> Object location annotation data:
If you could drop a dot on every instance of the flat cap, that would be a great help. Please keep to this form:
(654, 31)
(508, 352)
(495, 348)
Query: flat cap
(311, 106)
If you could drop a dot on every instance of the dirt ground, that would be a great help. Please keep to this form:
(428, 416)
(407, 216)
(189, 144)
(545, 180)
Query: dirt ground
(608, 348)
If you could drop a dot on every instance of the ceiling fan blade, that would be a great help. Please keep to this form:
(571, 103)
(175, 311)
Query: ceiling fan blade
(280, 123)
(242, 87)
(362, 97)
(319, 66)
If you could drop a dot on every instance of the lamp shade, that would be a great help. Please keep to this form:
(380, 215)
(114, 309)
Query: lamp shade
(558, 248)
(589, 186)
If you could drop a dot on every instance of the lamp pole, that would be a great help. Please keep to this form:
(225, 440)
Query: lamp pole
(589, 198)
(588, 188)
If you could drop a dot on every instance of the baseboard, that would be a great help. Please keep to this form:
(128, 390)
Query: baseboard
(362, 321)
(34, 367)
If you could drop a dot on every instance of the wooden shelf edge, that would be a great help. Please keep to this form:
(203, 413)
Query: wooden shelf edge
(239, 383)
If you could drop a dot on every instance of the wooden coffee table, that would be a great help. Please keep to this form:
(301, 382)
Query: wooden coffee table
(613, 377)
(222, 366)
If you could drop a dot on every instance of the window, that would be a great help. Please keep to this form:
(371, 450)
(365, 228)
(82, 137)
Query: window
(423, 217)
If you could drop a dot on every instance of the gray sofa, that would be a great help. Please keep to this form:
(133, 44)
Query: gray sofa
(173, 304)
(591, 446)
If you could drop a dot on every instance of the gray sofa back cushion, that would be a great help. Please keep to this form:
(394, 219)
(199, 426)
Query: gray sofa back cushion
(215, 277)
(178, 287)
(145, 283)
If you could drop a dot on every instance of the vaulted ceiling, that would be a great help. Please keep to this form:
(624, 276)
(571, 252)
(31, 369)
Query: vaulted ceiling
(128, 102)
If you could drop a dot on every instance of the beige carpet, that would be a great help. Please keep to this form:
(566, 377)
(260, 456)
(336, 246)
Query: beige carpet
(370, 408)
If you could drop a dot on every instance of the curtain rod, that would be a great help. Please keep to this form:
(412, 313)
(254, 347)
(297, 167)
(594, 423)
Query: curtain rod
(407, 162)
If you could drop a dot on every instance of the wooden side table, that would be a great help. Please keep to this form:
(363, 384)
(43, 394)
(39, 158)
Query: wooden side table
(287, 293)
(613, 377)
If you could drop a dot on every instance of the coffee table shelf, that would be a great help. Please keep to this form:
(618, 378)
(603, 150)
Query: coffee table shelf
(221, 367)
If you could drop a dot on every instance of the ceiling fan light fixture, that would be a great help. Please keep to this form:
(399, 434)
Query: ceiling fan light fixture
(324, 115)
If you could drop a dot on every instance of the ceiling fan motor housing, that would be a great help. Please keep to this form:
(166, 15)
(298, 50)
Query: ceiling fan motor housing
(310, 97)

> YOUR GOAL: Please extract exactly, and only, the lines from the line containing "the wooden side" through the last line of the records.

> SOLVED EXERCISE:
If you could drop a dot on every instance of the wooden side table, that would be a great help. Please keep to this form:
(363, 384)
(43, 394)
(39, 158)
Query: wooden side table
(287, 293)
(613, 377)
If you could drop a dot on every instance of the coffee table shelf, that would be a great help. Please keep to this form:
(618, 378)
(603, 150)
Query: coffee table shelf
(221, 367)
If you could drop a dot on every instance of the ceiling fan light fixture, that would be a great help. Please keep to this form:
(399, 434)
Query: ceiling fan light fixture
(324, 115)
If you could drop a dot on every instance of the ceiling fan motor housing, that would be a great help. Please keep to this form:
(166, 15)
(298, 50)
Query: ceiling fan motor housing
(310, 97)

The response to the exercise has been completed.